## Exercise brief
All of the data is to be set down again without alteration.
#### Information supplied
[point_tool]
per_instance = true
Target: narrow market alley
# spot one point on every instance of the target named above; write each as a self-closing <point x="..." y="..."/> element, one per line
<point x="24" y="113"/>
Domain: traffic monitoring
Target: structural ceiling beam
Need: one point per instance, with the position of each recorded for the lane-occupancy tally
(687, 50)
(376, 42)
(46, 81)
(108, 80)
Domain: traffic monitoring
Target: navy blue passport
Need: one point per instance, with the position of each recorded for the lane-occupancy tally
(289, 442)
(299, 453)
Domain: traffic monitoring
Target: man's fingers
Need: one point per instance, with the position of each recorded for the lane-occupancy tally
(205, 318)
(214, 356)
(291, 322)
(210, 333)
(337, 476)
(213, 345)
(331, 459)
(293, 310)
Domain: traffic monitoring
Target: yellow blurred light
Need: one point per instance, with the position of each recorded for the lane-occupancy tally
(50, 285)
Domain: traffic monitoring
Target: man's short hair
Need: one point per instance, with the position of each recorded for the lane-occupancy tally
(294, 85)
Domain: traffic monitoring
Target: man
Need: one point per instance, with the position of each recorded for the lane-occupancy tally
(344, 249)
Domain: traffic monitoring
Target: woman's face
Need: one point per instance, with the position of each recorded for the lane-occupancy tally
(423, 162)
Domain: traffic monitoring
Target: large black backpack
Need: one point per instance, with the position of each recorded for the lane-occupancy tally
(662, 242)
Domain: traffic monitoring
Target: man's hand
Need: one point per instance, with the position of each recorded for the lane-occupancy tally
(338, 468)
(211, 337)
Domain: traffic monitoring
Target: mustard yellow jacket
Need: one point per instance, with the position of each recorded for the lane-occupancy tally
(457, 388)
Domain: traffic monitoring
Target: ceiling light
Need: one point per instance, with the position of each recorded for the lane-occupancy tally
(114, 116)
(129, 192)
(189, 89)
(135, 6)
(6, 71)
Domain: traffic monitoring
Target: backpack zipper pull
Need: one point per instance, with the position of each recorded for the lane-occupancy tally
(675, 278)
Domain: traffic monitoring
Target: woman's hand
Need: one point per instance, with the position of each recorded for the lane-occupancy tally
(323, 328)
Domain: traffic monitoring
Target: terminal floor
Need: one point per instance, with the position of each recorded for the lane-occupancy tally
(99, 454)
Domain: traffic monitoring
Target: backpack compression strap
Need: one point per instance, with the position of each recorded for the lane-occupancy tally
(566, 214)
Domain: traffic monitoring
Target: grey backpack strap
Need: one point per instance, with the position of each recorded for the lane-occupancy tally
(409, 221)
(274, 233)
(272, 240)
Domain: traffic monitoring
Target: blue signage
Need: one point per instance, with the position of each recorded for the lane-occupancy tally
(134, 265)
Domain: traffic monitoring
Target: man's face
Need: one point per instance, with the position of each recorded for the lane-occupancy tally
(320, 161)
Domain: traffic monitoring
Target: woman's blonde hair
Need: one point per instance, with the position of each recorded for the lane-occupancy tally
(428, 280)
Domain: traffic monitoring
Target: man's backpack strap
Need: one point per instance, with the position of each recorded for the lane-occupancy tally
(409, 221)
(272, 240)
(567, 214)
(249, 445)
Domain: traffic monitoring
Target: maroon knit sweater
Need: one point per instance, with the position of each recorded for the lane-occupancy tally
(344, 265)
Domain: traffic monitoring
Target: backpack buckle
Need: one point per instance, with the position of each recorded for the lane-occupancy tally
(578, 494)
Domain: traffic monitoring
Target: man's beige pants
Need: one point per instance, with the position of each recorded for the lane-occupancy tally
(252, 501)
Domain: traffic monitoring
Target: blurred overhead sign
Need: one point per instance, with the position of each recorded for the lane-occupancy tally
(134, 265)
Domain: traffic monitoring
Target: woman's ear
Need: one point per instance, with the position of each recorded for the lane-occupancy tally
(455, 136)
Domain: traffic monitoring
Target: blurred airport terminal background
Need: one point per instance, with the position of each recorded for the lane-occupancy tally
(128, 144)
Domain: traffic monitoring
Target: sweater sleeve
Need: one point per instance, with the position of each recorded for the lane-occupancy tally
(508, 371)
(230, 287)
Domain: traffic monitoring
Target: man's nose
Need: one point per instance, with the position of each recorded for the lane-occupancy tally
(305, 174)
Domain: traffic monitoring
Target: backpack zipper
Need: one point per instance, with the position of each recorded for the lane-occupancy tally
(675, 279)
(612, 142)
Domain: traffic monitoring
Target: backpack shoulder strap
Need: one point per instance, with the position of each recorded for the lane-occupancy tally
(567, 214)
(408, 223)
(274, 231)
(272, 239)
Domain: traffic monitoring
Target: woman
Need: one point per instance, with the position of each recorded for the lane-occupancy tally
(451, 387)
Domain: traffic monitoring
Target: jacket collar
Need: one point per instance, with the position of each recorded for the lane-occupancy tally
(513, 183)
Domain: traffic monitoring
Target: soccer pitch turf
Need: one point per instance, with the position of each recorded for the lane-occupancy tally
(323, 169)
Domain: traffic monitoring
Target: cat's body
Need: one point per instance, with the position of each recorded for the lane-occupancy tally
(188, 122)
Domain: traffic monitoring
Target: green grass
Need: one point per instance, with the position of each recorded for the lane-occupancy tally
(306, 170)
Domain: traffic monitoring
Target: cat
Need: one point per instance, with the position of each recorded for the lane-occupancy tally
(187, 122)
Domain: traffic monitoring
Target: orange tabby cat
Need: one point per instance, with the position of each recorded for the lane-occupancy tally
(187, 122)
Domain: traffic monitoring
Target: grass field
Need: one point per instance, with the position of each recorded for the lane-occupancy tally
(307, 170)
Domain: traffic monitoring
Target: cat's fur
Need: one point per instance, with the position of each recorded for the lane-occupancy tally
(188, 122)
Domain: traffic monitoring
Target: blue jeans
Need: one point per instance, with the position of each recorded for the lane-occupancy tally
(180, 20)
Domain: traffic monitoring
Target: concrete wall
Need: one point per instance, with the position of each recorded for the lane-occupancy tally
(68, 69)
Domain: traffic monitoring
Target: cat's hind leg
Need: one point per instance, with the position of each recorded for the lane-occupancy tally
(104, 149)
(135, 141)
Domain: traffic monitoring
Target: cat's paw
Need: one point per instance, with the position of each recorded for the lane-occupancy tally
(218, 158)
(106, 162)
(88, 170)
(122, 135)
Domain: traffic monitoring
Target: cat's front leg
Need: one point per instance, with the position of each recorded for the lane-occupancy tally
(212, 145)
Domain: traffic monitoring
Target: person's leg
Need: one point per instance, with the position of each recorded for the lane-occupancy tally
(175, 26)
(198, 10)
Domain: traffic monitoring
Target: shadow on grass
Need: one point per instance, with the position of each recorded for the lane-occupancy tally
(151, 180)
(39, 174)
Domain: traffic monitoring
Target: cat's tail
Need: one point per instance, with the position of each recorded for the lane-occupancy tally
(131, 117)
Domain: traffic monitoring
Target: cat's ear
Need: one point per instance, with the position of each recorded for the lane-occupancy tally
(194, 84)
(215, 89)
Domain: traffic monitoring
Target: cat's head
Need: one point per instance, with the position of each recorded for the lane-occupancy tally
########
## Final answer
[point_tool]
per_instance = true
Target: narrow market alley
# spot one point on every instance of the target named above; write each as a self-closing <point x="..." y="..."/> element, one per line
<point x="24" y="113"/>
Domain: traffic monitoring
Target: structural ceiling beam
Need: one point per instance, with the position of each recorded for the lane-occupancy tally
(687, 50)
(376, 42)
(46, 81)
(108, 80)
Domain: traffic monitoring
Target: navy blue passport
Need: one point per instance, with the position of each recorded for the lane-occupancy tally
(289, 442)
(299, 453)
Domain: traffic monitoring
Target: man's fingers
Need: one point per instance, with the position of each recorded for the lane-occupancy tally
(205, 318)
(214, 356)
(291, 322)
(210, 333)
(337, 476)
(213, 345)
(331, 459)
(293, 310)
Domain: traffic monitoring
Target: yellow blurred light
Need: one point per instance, with the position of each recorded for the lane-occupancy tally
(50, 285)
Domain: traffic monitoring
Target: man's short hair
Need: one point per instance, with the position of each recorded for the lane-occupancy tally
(294, 85)
Domain: traffic monitoring
Target: man
Need: one point per instance, with the position of each recorded for the lane-occupancy tally
(344, 249)
Domain: traffic monitoring
Target: woman's face
Need: one point per instance, with the position of each recorded for the lane-occupancy tally
(423, 162)
Domain: traffic monitoring
Target: large black backpack
Need: one point per instance, with the position of each recorded for the lane-occupancy tally
(662, 242)
Domain: traffic monitoring
Target: man's hand
Need: one point per instance, with the position of each recorded for the lane-occupancy tally
(338, 468)
(211, 337)
Domain: traffic monitoring
Target: mustard yellow jacket
Need: one point per instance, with the position of each recorded for the lane-occupancy tally
(457, 388)
Domain: traffic monitoring
Target: ceiling light
Need: one point per instance, with the position of each recorded for the lane-occupancy tally
(114, 116)
(129, 192)
(189, 89)
(135, 6)
(6, 71)
Domain: traffic monitoring
Target: backpack zipper pull
Need: one point per instance, with the position of each recorded for the lane-occupancy tally
(675, 278)
Domain: traffic monitoring
Target: woman's hand
Need: one point per instance, with the position of each recorded for the lane-occupancy tally
(323, 328)
Domain: traffic monitoring
Target: terminal floor
Need: one point per instance, with the position of each recorded for the lane-occupancy tally
(99, 454)
Domain: traffic monitoring
Target: backpack compression strap
Need: one point per instance, with the position of each recorded for the lane-occupancy tally
(566, 214)
Domain: traffic monitoring
Target: grey backpack strap
Need: one point per instance, with the position of each recorded for the lane-occupancy tally
(409, 221)
(274, 233)
(272, 240)
Domain: traffic monitoring
Target: blue signage
Need: one point per instance, with the position of each recorded for the lane-occupancy tally
(134, 265)
Domain: traffic monitoring
Target: man's face
Need: one point per instance, with the position of each recorded for the lane-occupancy tally
(320, 161)
Domain: traffic monitoring
Target: woman's blonde hair
Need: one point per instance, with the position of each recorded for the lane-occupancy tally
(428, 280)
Domain: traffic monitoring
Target: man's backpack strap
Need: one point per instance, with the position of each recorded for the lane-occupancy tally
(409, 221)
(272, 240)
(567, 214)
(249, 445)
Domain: traffic monitoring
Target: maroon knit sweater
Need: one point per instance, with the position of each recorded for the lane-occupancy tally
(344, 265)
Domain: traffic monitoring
Target: backpack buckle
Need: one point per instance, with the position of each recorded for the lane-occupancy tally
(578, 494)
Domain: traffic monitoring
Target: man's beige pants
Need: one point per instance, with the position of each recorded for the lane-occupancy tally
(252, 501)
Domain: traffic monitoring
Target: blurred overhead sign
Need: one point per instance, with the position of each recorded for the lane-occupancy tally
(134, 265)
Domain: traffic monitoring
Target: woman's ear
Need: one point per instance, with the position of each recorded for the lane-occupancy tally
(455, 136)
Domain: traffic monitoring
Target: blurred airport terminal background
Need: one point per instance, with the position of each recorded for the lane-occupancy tally
(128, 144)
Domain: traffic monitoring
Target: sweater sleeve
Need: one point per instance, with the position of each recorded for the lane-occupancy tally
(508, 371)
(230, 287)
Domain: traffic monitoring
Target: man's nose
Need: one point per instance, with the position of each recorded for the lane-occupancy tally
(305, 174)
Domain: traffic monitoring
Target: backpack zipper
Need: one point per instance, with the position of each recorded for the lane-occupancy tally
(675, 279)
(612, 142)
Domain: traffic monitoring
Target: backpack shoulder strap
Need: one point per instance, with the position of each recorded for the lane-occupancy tally
(567, 214)
(408, 223)
(274, 231)
(272, 239)
Domain: traffic monitoring
Target: woman
Need: one point per instance, with the position of each recorded for the lane-occupancy tally
(451, 387)
Domain: traffic monitoring
Target: jacket collar
Need: one point per instance, with the position of each recorded for the lane-occupancy tally
(513, 183)
Domain: traffic monitoring
Target: soccer pitch turf
Need: one point per instance, with the position of each recorded for the lane-occupancy tally
(323, 169)
Domain: traffic monitoring
Target: cat's body
Need: one point per instance, with the position of each recorded for the lane-occupancy tally
(188, 122)
Domain: traffic monitoring
Target: green grass
Need: one point per instance, with the position of each recorded for the lane-occupancy tally
(306, 170)
Domain: traffic monitoring
Target: cat
Need: one point per instance, with the position of each recorded for the lane-occupancy tally
(187, 122)
Domain: traffic monitoring
Target: orange tabby cat
Need: one point per instance, with the position of each recorded for the lane-occupancy tally
(187, 122)
Domain: traffic monitoring
Target: grass field
Need: one point per instance, with the position of each recorded for the lane-occupancy tally
(307, 170)
Domain: traffic monitoring
Target: cat's fur
Need: one point per instance, with the position of each recorded for the lane-occupancy tally
(188, 122)
Domain: traffic monitoring
Target: blue jeans
Need: one point per instance, with the position of each recorded for the lane-occupancy tally
(180, 20)
Domain: traffic monitoring
Target: concrete wall
Need: one point per instance, with the position of each recorded for the lane-occupancy tally
(68, 69)
Domain: traffic monitoring
Target: cat's hind leg
Need: one point per instance, with the position of each recorded for the lane-occupancy tally
(104, 149)
(135, 141)
Domain: traffic monitoring
Target: cat's paw
Need: one point per instance, with the position of each recorded for the lane-occupancy tally
(218, 158)
(106, 162)
(88, 170)
(122, 135)
Domain: traffic monitoring
Target: cat's front leg
Need: one point per instance, with the position of each recorded for the lane-occupancy tally
(212, 145)
Domain: traffic monitoring
Target: person's leg
Need: one point per instance, with the position of each recorded for the lane-occupancy tally
(175, 26)
(198, 10)
Domain: traffic monitoring
Target: shadow on grass
Need: one point per instance, with the position of each recorded for the lane-occupancy tally
(151, 180)
(39, 174)
Domain: traffic monitoring
Target: cat's tail
Need: one point per instance, with the position of each recorded for the lane-occupancy tally
(131, 117)
Domain: traffic monitoring
Target: cat's ear
Need: one point per instance, with the position of each recorded for the lane-occupancy tally
(194, 84)
(215, 89)
Domain: traffic monitoring
Target: cat's head
Need: one point per instance, with the position of each recorded for the lane-occupancy tally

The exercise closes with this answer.